▼

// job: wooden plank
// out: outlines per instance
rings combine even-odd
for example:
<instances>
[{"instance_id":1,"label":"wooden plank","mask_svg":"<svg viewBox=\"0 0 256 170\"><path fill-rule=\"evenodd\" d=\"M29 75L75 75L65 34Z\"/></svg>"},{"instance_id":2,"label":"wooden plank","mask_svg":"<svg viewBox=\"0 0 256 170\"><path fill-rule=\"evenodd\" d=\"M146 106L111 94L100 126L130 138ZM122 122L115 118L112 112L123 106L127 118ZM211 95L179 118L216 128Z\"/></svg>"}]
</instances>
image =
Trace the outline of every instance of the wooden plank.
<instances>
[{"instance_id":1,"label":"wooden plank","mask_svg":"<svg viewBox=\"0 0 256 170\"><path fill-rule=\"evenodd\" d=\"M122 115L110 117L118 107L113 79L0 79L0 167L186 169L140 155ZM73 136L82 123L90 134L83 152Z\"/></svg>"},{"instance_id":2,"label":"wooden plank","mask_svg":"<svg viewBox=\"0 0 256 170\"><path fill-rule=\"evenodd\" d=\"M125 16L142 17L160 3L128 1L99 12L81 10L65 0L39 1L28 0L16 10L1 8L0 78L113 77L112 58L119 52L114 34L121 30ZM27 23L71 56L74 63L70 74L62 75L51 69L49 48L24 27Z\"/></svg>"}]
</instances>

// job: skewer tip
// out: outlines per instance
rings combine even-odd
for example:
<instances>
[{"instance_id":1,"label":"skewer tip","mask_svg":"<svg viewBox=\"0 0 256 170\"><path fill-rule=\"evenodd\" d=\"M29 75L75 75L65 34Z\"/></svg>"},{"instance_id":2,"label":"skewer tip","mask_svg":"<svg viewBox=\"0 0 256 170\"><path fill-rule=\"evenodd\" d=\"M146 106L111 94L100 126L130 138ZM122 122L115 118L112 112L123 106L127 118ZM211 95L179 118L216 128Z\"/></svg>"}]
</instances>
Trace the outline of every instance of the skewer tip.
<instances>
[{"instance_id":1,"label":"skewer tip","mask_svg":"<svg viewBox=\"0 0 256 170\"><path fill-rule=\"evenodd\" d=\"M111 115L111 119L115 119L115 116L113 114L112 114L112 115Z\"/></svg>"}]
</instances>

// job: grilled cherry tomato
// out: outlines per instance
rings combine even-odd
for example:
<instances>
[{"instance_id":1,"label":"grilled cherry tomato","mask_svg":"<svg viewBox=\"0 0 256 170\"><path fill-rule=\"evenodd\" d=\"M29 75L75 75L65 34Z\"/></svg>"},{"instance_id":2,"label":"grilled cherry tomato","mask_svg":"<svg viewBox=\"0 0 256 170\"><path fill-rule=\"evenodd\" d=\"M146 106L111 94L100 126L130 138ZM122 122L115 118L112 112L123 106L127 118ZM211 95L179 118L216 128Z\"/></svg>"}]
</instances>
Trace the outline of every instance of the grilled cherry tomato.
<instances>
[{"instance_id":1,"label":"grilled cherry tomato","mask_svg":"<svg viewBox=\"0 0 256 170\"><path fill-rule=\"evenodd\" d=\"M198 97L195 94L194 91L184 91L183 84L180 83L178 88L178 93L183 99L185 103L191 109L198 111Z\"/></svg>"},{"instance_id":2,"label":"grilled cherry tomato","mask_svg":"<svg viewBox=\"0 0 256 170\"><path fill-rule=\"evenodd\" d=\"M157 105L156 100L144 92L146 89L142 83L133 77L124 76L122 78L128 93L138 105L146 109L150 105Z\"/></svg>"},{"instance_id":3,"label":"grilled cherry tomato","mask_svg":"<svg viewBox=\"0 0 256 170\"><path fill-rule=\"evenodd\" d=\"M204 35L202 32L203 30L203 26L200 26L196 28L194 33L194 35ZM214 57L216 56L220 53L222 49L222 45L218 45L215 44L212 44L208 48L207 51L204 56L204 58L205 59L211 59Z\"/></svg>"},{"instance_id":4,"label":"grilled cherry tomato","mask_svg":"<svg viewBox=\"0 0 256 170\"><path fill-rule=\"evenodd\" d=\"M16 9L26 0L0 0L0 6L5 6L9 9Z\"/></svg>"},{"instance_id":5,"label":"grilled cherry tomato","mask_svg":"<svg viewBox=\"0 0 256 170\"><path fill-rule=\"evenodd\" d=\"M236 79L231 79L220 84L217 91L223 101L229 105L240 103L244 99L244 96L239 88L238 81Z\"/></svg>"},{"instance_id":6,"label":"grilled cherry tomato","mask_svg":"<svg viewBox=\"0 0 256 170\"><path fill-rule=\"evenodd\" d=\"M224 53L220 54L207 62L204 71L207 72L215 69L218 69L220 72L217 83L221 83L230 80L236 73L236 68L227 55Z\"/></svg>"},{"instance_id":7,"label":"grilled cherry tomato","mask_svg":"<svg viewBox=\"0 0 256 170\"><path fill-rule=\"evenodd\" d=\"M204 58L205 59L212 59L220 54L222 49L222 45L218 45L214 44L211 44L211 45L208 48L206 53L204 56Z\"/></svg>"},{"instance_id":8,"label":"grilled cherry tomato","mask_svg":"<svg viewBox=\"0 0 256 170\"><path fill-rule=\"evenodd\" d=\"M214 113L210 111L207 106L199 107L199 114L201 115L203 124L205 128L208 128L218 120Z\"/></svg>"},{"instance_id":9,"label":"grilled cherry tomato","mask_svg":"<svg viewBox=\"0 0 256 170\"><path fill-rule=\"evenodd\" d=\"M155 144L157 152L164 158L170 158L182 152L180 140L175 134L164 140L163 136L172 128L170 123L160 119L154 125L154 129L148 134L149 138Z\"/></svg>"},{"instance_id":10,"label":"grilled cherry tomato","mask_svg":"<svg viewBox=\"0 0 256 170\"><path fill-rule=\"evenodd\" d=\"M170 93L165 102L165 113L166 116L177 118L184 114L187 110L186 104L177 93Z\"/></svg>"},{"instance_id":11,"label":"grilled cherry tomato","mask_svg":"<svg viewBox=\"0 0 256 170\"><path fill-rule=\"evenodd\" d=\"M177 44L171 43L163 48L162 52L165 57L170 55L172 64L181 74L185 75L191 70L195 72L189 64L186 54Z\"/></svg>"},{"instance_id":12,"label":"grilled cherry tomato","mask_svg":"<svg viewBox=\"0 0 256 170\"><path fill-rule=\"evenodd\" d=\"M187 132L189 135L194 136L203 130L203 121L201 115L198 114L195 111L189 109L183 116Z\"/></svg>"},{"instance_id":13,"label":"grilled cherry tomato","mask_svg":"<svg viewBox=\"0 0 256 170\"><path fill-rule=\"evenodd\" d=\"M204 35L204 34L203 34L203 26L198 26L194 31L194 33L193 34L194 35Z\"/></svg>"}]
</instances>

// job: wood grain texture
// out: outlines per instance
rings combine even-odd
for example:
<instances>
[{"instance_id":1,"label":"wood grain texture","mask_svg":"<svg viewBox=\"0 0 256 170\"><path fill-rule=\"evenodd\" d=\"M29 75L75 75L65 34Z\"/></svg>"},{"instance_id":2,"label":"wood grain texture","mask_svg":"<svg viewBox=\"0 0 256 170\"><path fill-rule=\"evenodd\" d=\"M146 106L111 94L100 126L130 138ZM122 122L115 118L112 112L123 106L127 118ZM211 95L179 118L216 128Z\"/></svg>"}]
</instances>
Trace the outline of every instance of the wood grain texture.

▲

• **GIVEN PROBLEM**
Extract the full listing above without alteration.

• **SOLUTION TO THIS TASK**
// job: wooden plank
// out: outlines per instance
rings combine even-odd
for example:
<instances>
[{"instance_id":1,"label":"wooden plank","mask_svg":"<svg viewBox=\"0 0 256 170\"><path fill-rule=\"evenodd\" d=\"M29 75L75 75L65 34Z\"/></svg>"},{"instance_id":2,"label":"wooden plank","mask_svg":"<svg viewBox=\"0 0 256 170\"><path fill-rule=\"evenodd\" d=\"M146 106L111 94L100 126L130 138ZM122 122L115 118L112 112L123 106L127 118ZM211 95L179 118L216 128Z\"/></svg>"}]
</instances>
image =
Trace the outline of every instance of the wooden plank.
<instances>
[{"instance_id":1,"label":"wooden plank","mask_svg":"<svg viewBox=\"0 0 256 170\"><path fill-rule=\"evenodd\" d=\"M122 115L110 117L118 107L113 79L0 79L0 167L186 169L140 155ZM73 136L82 123L90 134L83 152Z\"/></svg>"},{"instance_id":2,"label":"wooden plank","mask_svg":"<svg viewBox=\"0 0 256 170\"><path fill-rule=\"evenodd\" d=\"M125 16L142 17L160 3L128 1L99 12L81 10L65 0L39 1L28 0L16 10L1 8L0 78L113 77L112 58L119 52L114 34L121 30ZM27 23L71 56L74 63L70 74L62 75L51 69L49 48L24 27Z\"/></svg>"}]
</instances>

// job: skewer tip
// out: outlines per instance
rings combine even-odd
for example:
<instances>
[{"instance_id":1,"label":"skewer tip","mask_svg":"<svg viewBox=\"0 0 256 170\"><path fill-rule=\"evenodd\" d=\"M29 75L75 75L65 34Z\"/></svg>"},{"instance_id":2,"label":"skewer tip","mask_svg":"<svg viewBox=\"0 0 256 170\"><path fill-rule=\"evenodd\" d=\"M146 106L111 94L100 126L130 138ZM122 122L115 118L112 112L123 106L127 118ZM211 95L179 118L216 128Z\"/></svg>"}]
</instances>
Trace the outline of every instance of the skewer tip.
<instances>
[{"instance_id":1,"label":"skewer tip","mask_svg":"<svg viewBox=\"0 0 256 170\"><path fill-rule=\"evenodd\" d=\"M111 115L111 119L115 119L115 116L113 114L112 114L112 115Z\"/></svg>"}]
</instances>

// job: grilled cherry tomato
// out: outlines per instance
rings combine even-odd
for example:
<instances>
[{"instance_id":1,"label":"grilled cherry tomato","mask_svg":"<svg viewBox=\"0 0 256 170\"><path fill-rule=\"evenodd\" d=\"M29 75L75 75L65 34Z\"/></svg>"},{"instance_id":2,"label":"grilled cherry tomato","mask_svg":"<svg viewBox=\"0 0 256 170\"><path fill-rule=\"evenodd\" d=\"M146 106L111 94L100 126L130 138ZM122 122L115 118L112 112L123 106L127 118ZM211 95L179 118L216 128Z\"/></svg>"}]
</instances>
Trace the outline of every instance of the grilled cherry tomato.
<instances>
[{"instance_id":1,"label":"grilled cherry tomato","mask_svg":"<svg viewBox=\"0 0 256 170\"><path fill-rule=\"evenodd\" d=\"M198 97L195 94L194 91L184 91L183 84L180 83L178 88L178 93L183 99L185 103L191 109L198 111Z\"/></svg>"},{"instance_id":2,"label":"grilled cherry tomato","mask_svg":"<svg viewBox=\"0 0 256 170\"><path fill-rule=\"evenodd\" d=\"M157 105L156 100L144 92L146 89L142 83L133 77L124 76L122 78L128 93L138 105L146 109L150 105Z\"/></svg>"},{"instance_id":3,"label":"grilled cherry tomato","mask_svg":"<svg viewBox=\"0 0 256 170\"><path fill-rule=\"evenodd\" d=\"M204 35L202 32L203 30L203 26L200 26L196 28L194 33L194 35ZM214 57L216 56L220 53L222 49L222 45L218 45L215 44L212 44L208 48L207 51L204 56L204 58L205 59L211 59Z\"/></svg>"},{"instance_id":4,"label":"grilled cherry tomato","mask_svg":"<svg viewBox=\"0 0 256 170\"><path fill-rule=\"evenodd\" d=\"M16 9L26 0L0 0L0 6L5 6L9 9Z\"/></svg>"},{"instance_id":5,"label":"grilled cherry tomato","mask_svg":"<svg viewBox=\"0 0 256 170\"><path fill-rule=\"evenodd\" d=\"M236 79L231 79L220 84L217 91L223 101L229 105L240 103L244 99L244 96L239 88L238 81Z\"/></svg>"},{"instance_id":6,"label":"grilled cherry tomato","mask_svg":"<svg viewBox=\"0 0 256 170\"><path fill-rule=\"evenodd\" d=\"M224 53L220 54L207 62L204 71L207 72L215 69L218 69L220 72L217 83L221 83L230 80L236 73L236 68L227 55Z\"/></svg>"},{"instance_id":7,"label":"grilled cherry tomato","mask_svg":"<svg viewBox=\"0 0 256 170\"><path fill-rule=\"evenodd\" d=\"M204 58L205 59L212 59L220 54L222 49L222 45L218 45L214 44L211 44L211 45L208 48L206 53L204 56Z\"/></svg>"},{"instance_id":8,"label":"grilled cherry tomato","mask_svg":"<svg viewBox=\"0 0 256 170\"><path fill-rule=\"evenodd\" d=\"M214 113L210 111L207 106L199 107L199 114L201 115L203 124L205 128L208 128L218 120Z\"/></svg>"},{"instance_id":9,"label":"grilled cherry tomato","mask_svg":"<svg viewBox=\"0 0 256 170\"><path fill-rule=\"evenodd\" d=\"M155 144L157 152L164 158L170 158L182 152L180 140L175 134L164 140L163 136L172 128L170 123L160 119L154 125L154 129L148 134L149 138Z\"/></svg>"},{"instance_id":10,"label":"grilled cherry tomato","mask_svg":"<svg viewBox=\"0 0 256 170\"><path fill-rule=\"evenodd\" d=\"M170 93L165 102L165 113L166 116L177 118L184 114L187 110L186 104L177 93Z\"/></svg>"},{"instance_id":11,"label":"grilled cherry tomato","mask_svg":"<svg viewBox=\"0 0 256 170\"><path fill-rule=\"evenodd\" d=\"M177 44L171 43L163 48L162 52L165 57L170 55L172 64L181 74L185 75L191 70L195 72L189 64L186 54Z\"/></svg>"},{"instance_id":12,"label":"grilled cherry tomato","mask_svg":"<svg viewBox=\"0 0 256 170\"><path fill-rule=\"evenodd\" d=\"M187 132L189 135L194 136L203 130L203 121L201 115L198 114L195 111L189 109L183 116Z\"/></svg>"},{"instance_id":13,"label":"grilled cherry tomato","mask_svg":"<svg viewBox=\"0 0 256 170\"><path fill-rule=\"evenodd\" d=\"M204 35L204 34L203 34L203 26L198 26L194 31L194 33L193 34L194 35Z\"/></svg>"}]
</instances>

// job: wood grain texture
// out: outlines per instance
rings combine even-odd
for example:
<instances>
[{"instance_id":1,"label":"wood grain texture","mask_svg":"<svg viewBox=\"0 0 256 170\"><path fill-rule=\"evenodd\" d=\"M29 75L75 75L65 34Z\"/></svg>"},{"instance_id":2,"label":"wood grain texture","mask_svg":"<svg viewBox=\"0 0 256 170\"><path fill-rule=\"evenodd\" d=\"M146 106L111 94L100 126L130 138ZM122 122L115 118L112 112L123 106L127 118ZM211 95L179 118L216 128Z\"/></svg>"}]
</instances>
Trace the outline of every instance of the wood grain texture.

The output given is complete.